To find out the answers, we recently had the special opportunity to interview Gary Morsches, managing director of global energy at the CME Group, Nicholas Kennedy, head of business development of commodity derivatives at NYSE Liffe and Mike Davis, director of market development for ICE Futures Europe.

Nick and Mike discussed some key points in common across some commodities that have enabled the transition from a local to a global benchmark. According to them, the first role of a commodity futures contract is to be a hedging tool of the physical commodity, and it should be representative of where the traders are located. Initially, all futures contracts serve a local region where the commodity is produced, then consumed nearby.  If there is infrastructure in place to deliver throughout many regions, promoting global usage, then the commodity has a chance of becoming a global benchmark as long as it is being consumed across the world. The focus then needs to remain on the key users since the moment they stop consuming the commodity, its representation of a global benchmark will collapse. This reverts back to the first role of the futures contract where it is used to hedge the physical exposure. If the physical market disappears, then the relationship underpinning the commodity futures market is gone.

________

§ Problem to solve
Please write the next part of the commodity futures passage, picking up right after its last sentence. The data has no connection to the commodity futures passage.

§ Material provided
________

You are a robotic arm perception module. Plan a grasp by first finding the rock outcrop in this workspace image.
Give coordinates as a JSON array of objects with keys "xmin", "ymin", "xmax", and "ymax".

________

§ Result for this task
In our discussion with Gary, he mentions two key factors changing the landscape of energy today.  Simply, he agrees with Nick and Mike that logistics are imperative to the global growth of the locally produced crude oil in North America. However, he dives into some detail about pipeline reversals, new pipelines and railroad transportation as important infrastructure developments.  The second major game-changer he mentions is the technology that is increasing the production from the US and Canada. It is effectively backing out all of the crude imports into the US, creating self-sufficiency and changing the crude flows worldwide. Not only is the technology changing the price of crude but it is impacting the prices of refined products, final products and natural gas.  So far, the price setting is spreading throughout Central America, South America and Europe, setting the stage for a global shift that could result in an index impact via constituents and weightings according to the rules in the methodologies.

The posts on this blog are opinions, not advice. Please read our Disclaimers.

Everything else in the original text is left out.